### [Given exercise A]
Show every row below that contains the word "tomato". Case counts.

### [Source extract]
◆ ◆ ◆ ◆ ◆ ◆ ◆

# hi all im a newbie here and planning to move to HK in Feb



## canadiangwailo (Dec 30, 2010)

Any suggestions on where i can find a decent flat in HK? I know the prices are ridiculously high, any websites that i can check out for prices beforehand as i'm in Toronto right now.


----------



## Aitchy86 (Nov 26, 2010)

Hi Canadian,

Im a newbie too, i move to HK in a couple of weeks, i managed to find my appartment in Wanchai through geoexpat. com. Its private sellers so you dont have to pay any finders fee or anthing like that. If your stuck then just google appartment in hong kong, takes a while to sift through the crap but you find something eventually

Hope it helps

Aitch


----------



## JWilliamson (May 31, 2010)

Great info Aitch, yeah thats a good site to go to and you will not have a problem finding a place, there are many to choose from. JW


----------



## canadiangwailo (Dec 30, 2010)

thanks for the info!


----------



## canadiangwailo (Dec 30, 2010)

I stumbled upon this site Buy Property in Hong Kong | Hong Kong Homes for sale ? Gohome.com.hk pretty useful and has quite a bit of selections, but i guess it's hard to determine the quality of the flat unless i see it in person.


----------



## ljon246 (Oct 15, 2010)

Apartments in Hong Kong range in quality from real crap to amazing, but they all have one thing in common... They are tiny. Best is to get on the ground and visit rental agencies in the neighborhoods you are interested in.


----------



## canadiangwailo (Dec 30, 2010)

Yeah, they are tiny as hell eh. I can't imaging myself living in a 300 sq feet apartment....



ljon246 said:


> Apartments in Hong Kong range in quality from real crap to amazing, but they all have one thing in common... They are tiny. Best is to get on the ground and visit rental agencies in the neighborhoods you are interested in.


----------



## JWilliamson (May 31, 2010)

Well many cant so they hang at the bars until they cant think straight then they go back to their hole to relax. My bathroom is so small my elbows keep hitting everything when i turn left or right. JW


----------

◆ ◆ ◆ ◆ ◆ ◆ ◆

(Pointing and labeling entries)
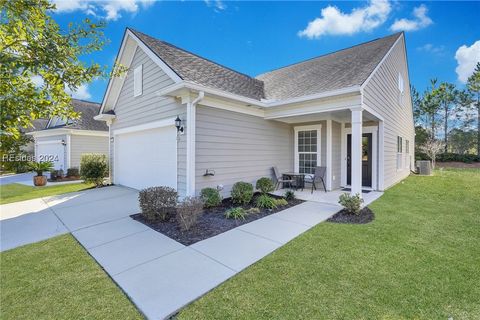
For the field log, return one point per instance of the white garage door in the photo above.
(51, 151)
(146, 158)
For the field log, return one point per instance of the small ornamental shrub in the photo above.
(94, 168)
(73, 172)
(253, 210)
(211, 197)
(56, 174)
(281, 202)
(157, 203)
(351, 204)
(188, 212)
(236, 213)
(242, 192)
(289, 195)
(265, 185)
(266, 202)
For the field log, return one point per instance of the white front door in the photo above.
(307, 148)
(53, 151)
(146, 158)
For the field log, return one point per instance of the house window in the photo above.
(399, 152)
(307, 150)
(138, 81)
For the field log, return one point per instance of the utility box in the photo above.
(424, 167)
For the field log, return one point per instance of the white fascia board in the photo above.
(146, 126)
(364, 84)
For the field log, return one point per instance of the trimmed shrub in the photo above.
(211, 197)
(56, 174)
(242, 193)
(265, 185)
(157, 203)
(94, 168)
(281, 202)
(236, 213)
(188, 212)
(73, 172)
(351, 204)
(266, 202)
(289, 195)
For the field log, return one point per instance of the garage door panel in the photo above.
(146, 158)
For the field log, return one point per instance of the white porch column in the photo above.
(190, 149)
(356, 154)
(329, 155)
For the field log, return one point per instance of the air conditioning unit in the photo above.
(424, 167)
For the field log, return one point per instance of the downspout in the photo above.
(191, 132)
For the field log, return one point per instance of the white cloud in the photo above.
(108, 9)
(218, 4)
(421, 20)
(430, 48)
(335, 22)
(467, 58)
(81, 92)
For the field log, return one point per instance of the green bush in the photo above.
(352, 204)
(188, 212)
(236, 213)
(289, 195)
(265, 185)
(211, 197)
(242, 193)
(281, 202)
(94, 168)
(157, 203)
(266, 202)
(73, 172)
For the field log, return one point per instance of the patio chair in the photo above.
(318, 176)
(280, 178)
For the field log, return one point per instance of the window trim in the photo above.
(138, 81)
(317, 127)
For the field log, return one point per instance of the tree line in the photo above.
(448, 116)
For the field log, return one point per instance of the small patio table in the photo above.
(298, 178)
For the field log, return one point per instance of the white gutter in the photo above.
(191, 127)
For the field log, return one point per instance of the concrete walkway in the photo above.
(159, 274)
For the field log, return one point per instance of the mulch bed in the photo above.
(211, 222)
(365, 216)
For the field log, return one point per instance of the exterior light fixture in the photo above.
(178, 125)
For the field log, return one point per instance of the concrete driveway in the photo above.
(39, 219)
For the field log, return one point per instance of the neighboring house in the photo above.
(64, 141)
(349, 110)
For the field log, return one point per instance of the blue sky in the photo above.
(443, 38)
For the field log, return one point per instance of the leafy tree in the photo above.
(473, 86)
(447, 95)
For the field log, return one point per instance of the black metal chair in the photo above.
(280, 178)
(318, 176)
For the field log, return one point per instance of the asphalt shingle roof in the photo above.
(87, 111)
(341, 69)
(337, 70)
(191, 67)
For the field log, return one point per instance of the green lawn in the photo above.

◆ ◆ ◆ ◆ ◆ ◆ ◆

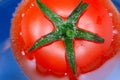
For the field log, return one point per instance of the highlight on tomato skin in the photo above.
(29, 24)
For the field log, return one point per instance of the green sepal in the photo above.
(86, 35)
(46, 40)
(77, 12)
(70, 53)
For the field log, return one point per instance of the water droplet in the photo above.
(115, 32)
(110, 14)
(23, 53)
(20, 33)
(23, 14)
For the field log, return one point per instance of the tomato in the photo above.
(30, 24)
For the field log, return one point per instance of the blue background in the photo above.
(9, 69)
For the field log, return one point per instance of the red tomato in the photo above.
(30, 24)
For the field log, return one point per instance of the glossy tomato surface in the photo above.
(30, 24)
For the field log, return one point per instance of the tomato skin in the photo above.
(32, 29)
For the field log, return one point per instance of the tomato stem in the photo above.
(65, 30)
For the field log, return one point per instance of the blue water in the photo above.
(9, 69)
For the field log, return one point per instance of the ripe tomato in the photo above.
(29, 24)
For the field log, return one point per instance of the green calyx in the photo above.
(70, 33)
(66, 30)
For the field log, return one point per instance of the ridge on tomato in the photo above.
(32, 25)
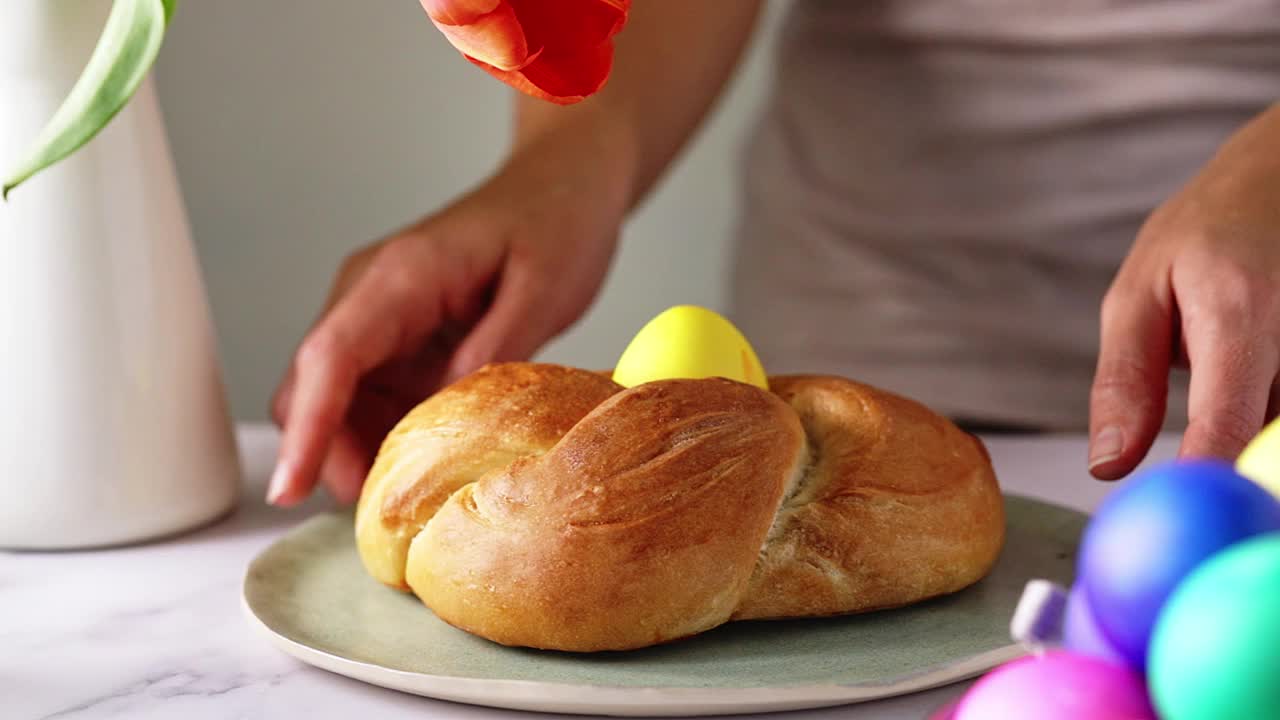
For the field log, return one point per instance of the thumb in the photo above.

◆ ◆ ◆ ◆ ◆ ◆ ◆

### [Given exercise B]
Output the whole forum thread about finding a flat in Hong Kong again, word for word.

### [Written response A]
For the field log, return one point per instance of the highlight on tomato skin in the photo above.
For the field log, return one point per instance of the tomato in the photo above.
For the field log, return one point per instance of the red tomato in the photo above.
For the field log, return one point per instance of the glossy tomato surface in the photo above.
For the field log, return one point per instance of the tomato skin in the photo above.
For the field log, return one point per instance of the tomato stem in the photo above.
For the field log, return one point per instance of the ripe tomato in the photo above.
For the field log, return one point per instance of the ridge on tomato in the photo above.

### [Written response B]
# hi all im a newbie here and planning to move to HK in Feb



## canadiangwailo (Dec 30, 2010)

Any suggestions on where i can find a decent flat in HK? I know the prices are ridiculously high, any websites that i can check out for prices beforehand as i'm in Toronto right now.


----------



## Aitchy86 (Nov 26, 2010)

Hi Canadian,

Im a newbie too, i move to HK in a couple of weeks, i managed to find my appartment in Wanchai through geoexpat. com. Its private sellers so you dont have to pay any finders fee or anthing like that. If your stuck then just google appartment in hong kong, takes a while to sift through the crap but you find something eventually

Hope it helps

Aitch


----------



## JWilliamson (May 31, 2010)

Great info Aitch, yeah thats a good site to go to and you will not have a problem finding a place, there are many to choose from. JW


----------



## canadiangwailo (Dec 30, 2010)

thanks for the info!


----------



## canadiangwailo (Dec 30, 2010)

I stumbled upon this site Buy Property in Hong Kong | Hong Kong Homes for sale ? Gohome.com.hk pretty useful and has quite a bit of selections, but i guess it's hard to determine the quality of the flat unless i see it in person.


----------



## ljon246 (Oct 15, 2010)

Apartments in Hong Kong range in quality from real crap to amazing, but they all have one thing in common... They are tiny. Best is to get on the ground and visit rental agencies in the neighborhoods you are interested in.


----------



## canadiangwailo (Dec 30, 2010)

Yeah, they are tiny as hell eh. I can't imaging myself living in a 300 sq feet apartment....



ljon246 said:


> Apartments in Hong Kong range in quality from real crap to amazing, but they all have one thing in common... They are tiny. Best is to get on the ground and visit rental agencies in the neighborhoods you are interested in.


----------



## JWilliamson (May 31, 2010)

Well many cant so they hang at the bars until they cant think straight then they go back to their hole to relax. My bathroom is so small my elbows keep hitting everything when i turn left or right. JW


----------